> **Exercise directions**
This task calls for every entry below to be repeated exactly.

═══ Entries shown

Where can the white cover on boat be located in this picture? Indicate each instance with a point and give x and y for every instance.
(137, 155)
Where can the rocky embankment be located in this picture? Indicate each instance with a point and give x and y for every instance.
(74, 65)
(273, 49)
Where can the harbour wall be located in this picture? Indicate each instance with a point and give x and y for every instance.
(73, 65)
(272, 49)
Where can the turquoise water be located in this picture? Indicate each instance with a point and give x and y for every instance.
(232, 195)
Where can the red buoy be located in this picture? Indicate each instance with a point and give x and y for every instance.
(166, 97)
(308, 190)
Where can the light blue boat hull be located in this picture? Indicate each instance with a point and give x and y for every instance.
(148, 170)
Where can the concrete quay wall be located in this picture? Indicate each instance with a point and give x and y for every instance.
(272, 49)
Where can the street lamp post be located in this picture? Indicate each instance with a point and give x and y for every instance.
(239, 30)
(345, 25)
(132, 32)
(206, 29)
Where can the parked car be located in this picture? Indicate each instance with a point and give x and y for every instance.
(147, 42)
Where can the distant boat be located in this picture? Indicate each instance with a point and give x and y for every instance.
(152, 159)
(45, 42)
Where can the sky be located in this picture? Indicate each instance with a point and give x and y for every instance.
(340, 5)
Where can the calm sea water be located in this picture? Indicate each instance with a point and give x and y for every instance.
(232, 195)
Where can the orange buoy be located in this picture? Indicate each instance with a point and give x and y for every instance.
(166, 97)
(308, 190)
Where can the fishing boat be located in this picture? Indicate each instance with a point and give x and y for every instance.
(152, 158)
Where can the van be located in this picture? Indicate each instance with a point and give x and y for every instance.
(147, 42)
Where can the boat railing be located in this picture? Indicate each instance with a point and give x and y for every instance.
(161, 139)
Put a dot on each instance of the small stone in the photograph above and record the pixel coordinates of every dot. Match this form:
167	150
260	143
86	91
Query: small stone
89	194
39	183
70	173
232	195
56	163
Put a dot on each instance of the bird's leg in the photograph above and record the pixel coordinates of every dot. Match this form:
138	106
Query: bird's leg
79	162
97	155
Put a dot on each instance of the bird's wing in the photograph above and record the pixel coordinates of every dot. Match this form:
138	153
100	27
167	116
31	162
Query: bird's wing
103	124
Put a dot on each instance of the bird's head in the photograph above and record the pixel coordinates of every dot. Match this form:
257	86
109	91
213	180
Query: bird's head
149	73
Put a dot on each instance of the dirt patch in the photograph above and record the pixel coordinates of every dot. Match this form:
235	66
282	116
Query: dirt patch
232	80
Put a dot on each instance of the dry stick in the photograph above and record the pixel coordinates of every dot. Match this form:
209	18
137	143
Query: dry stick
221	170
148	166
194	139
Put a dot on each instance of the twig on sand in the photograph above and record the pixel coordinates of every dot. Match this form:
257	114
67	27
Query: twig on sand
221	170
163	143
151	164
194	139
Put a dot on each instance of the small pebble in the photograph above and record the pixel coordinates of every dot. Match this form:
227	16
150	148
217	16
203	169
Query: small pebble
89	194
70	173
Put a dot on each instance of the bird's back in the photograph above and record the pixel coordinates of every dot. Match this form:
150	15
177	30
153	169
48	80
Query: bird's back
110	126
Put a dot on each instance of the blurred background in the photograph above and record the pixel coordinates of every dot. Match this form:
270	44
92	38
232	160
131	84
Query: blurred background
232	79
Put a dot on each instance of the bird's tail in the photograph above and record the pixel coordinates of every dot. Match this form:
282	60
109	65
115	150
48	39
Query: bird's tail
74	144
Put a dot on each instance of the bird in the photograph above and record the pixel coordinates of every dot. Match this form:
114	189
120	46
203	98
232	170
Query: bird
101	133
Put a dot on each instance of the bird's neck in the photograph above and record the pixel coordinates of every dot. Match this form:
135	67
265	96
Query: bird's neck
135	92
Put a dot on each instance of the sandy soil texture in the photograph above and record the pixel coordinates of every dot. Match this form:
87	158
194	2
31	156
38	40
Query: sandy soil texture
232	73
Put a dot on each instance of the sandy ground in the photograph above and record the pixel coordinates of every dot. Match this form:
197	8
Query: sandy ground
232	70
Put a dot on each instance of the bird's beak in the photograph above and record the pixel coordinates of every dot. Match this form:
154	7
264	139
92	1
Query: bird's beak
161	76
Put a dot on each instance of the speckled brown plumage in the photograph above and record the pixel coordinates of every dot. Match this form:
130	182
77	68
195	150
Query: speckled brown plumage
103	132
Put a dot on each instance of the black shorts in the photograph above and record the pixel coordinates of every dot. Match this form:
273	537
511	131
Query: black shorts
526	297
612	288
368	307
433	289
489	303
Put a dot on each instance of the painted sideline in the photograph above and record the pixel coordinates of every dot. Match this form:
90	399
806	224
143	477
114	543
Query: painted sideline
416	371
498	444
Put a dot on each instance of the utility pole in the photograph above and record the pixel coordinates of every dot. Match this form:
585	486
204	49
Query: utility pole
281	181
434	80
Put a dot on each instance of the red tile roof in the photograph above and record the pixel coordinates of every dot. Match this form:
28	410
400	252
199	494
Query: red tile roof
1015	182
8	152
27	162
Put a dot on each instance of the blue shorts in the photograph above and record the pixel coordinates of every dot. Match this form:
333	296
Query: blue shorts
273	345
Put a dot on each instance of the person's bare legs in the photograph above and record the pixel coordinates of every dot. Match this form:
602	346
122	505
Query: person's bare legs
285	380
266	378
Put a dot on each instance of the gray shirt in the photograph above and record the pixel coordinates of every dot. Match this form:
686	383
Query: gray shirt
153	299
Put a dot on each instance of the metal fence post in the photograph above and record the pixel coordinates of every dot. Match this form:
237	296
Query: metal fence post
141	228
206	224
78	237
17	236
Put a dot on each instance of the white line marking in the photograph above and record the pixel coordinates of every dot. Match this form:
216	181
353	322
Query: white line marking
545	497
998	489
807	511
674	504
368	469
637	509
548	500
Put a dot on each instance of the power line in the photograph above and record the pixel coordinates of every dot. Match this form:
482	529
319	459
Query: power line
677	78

══════

> **Solution for this task**
Where can the white cover on boat be located in this picture? Indicate each instance with a point and give x and y for every instance.
(137, 155)
Where can the rocky embankment be located in this picture? Indicate each instance with a point and give x and y for every instance.
(74, 65)
(273, 49)
Where can the harbour wall be located in this picture? Indicate each instance with a point and give x and y for every instance.
(73, 65)
(272, 49)
Where can the turquoise water be located in this picture? Indicate each instance with a point and give x and y for every instance.
(232, 195)
Where can the red buoy be located in this picture? Indicate each instance with a point and give x and y for every instance.
(166, 97)
(308, 190)
Where can the light blue boat hull be located in this picture? Indicate each instance with a point and give x and y for every instance.
(148, 170)
Where can the concrete quay wall be located in this picture? Indicate each instance with a point and give x and y for every instance.
(272, 49)
Where can the street lamp post be located in this picture? Indicate each instance with a point and give x and y for every instance.
(239, 30)
(345, 25)
(132, 32)
(206, 29)
Where can the parked car be located in this picture? Indicate each instance with a point and give x and y for every instance.
(147, 42)
Where can the distant boat be located in this picture? Indicate each instance with a point and give x and y for every instance.
(152, 159)
(45, 42)
Where can the sky be located in this picture? Indicate each instance with a point and give x and y for every instance.
(340, 5)
Where can the calm sea water be located in this picture? Indicate each instance with a point and give x and y for every instance.
(232, 195)
Where can the orange buoy be located in this picture? Indicate each instance with a point and give x and y for every instance.
(166, 97)
(308, 190)
Where can the fishing boat be located in this picture? Indicate each instance with a point and give x and y for every instance.
(152, 158)
Where can the van be located in this picture? Indicate each instance with a point and give x and y for every instance.
(147, 42)
Where can the boat railing be located in this picture? Indicate each instance with a point and give x and y for every instance.
(161, 139)
Put a dot on each instance of the small stone in the photograph above and record the pixel coordinates of every dot. Match this form:
167	150
260	143
86	91
Query: small stone
89	194
39	183
70	173
232	195
56	163
Put a dot on each instance of the bird's leg in the photograph above and record the pixel coordinates of every dot. Match this form:
138	106
Query: bird's leg
79	162
97	155
Put a dot on each instance of the bird's wing in the photograph above and record the pixel coordinates of every dot. Match this form:
138	153
100	27
167	116
31	162
Query: bird's wing
103	124
Put a dot on each instance of the bird's head in the photograph above and record the pixel coordinates of every dot. Match this form:
257	86
109	91
213	180
Query: bird's head
149	73
Put a dot on each instance of the dirt patch in the photograph above and record the pixel coordinates of every dot. Match this form:
235	66
282	116
Query: dirt patch
232	80
Put a dot on each instance of the dry stick in the photograph above and record the pixel coordinates of every dot. Match this form:
209	18
137	143
Query: dry stick
221	170
148	166
194	139
Put a dot on each instance of the twig on sand in the photograph above and record the pixel coordinates of every dot. Match this form:
257	114
67	27
Query: twig on sand
221	170
163	143
151	164
194	139
Put a dot on each instance of the small pebble in the photograph above and record the pixel coordinates of every dot. Match this form:
227	16
150	148
217	16
203	169
Query: small pebble
89	194
70	173
Put a dot on each instance of the bird's back in the photograph above and record the pixel coordinates of every dot. Match this form:
150	15
177	30
153	169
48	80
Query: bird's back
110	126
Put a dot on each instance of the blurred background in the photograph above and record the pixel coordinates of every dot. Match this form:
270	44
92	38
232	160
131	84
Query: blurred background
232	79
Put a dot on each instance of the bird's tail in the photograph above and record the pixel coordinates of every dot. Match this form:
282	60
109	65
115	150
48	39
Query: bird's tail
74	144
Put a dot on each instance of the bird in the photograph above and record the pixel coordinates of every dot. Match this form:
114	189
120	46
203	98
232	170
Query: bird
101	133
Put a dot on each instance of the bird's neck in the photograph above and record the pixel coordinates of every dot. Match this form:
135	67
265	96
Query: bird's neck
135	92
Put a dot on each instance of the sandy soil texture in the photograph above and record the pixel coordinates of every dot. Match this form:
87	158
194	2
31	156
38	40
Query: sandy soil texture
232	73
Put a dot on each instance of the sandy ground in the photograph above and record the pixel coordinates of every dot. Match this form:
197	8
Query: sandy ground
232	70
Put a dot on each instance of the bird's beak in the photograph above and record the pixel coordinates of every dot. Match this form:
154	7
264	139
92	1
Query: bird's beak
161	76
Put a dot on each instance of the speckled brown plumage in the photograph above and record the pixel coordinates of every dot. Match this form:
130	182
77	68
195	150
Query: speckled brown plumage
103	132
Put a dot on each instance of the black shorts in the photograph above and record the pixel coordinates of every dot. Match this form:
273	537
511	131
Query: black shorts
526	297
612	288
368	307
433	289
489	303
Put a dot on each instance of the painted sideline in the photograph above and record the pixel coordinates of every dot. Match this form:
90	399
806	224
143	477
114	543
Query: painted sideline
416	371
498	444
Put a dot on each instance of the utility pole in the photograph above and record the pixel coordinates of every dot. Match this form:
585	486
204	49
Query: utility pole
281	181
434	80
Put a dot on each instance of the red tile roof in the photograph above and record the pixel coordinates of every dot. Match this form:
28	410
400	252
199	494
Query: red tile roof
1015	182
8	152
27	162
Put a dot on each instance of the blue shorts in the photograph above and record the pixel coordinates of every dot. Match this form:
333	296
Query: blue shorts
273	345
Put a dot on each instance of the person's bare legs in the photograph above and record the pixel coordinates of every dot. Match this form:
602	346
122	505
Query: person's bare legs
285	380
266	378
Put a dot on each instance of the gray shirt in the photograph above and record the pixel coordinates of every dot. Match this form:
686	383
Query: gray shirt
153	299
Put a dot on each instance of the metal fence post in the photograph above and record the pixel coordinates of every dot. Match this form:
237	296
Query: metal fence post
141	228
206	224
78	237
17	236
Put a dot on each instance of the white line marking in the photograph above and record the pixel coordinates of every dot. Match this form:
216	181
353	322
Query: white line marking
545	497
998	489
807	511
674	504
368	469
637	509
548	500
Put a dot on each instance of the power line in the photograph above and record the pixel coordinates of every dot. Match this form:
482	529
319	459
Query: power line
677	78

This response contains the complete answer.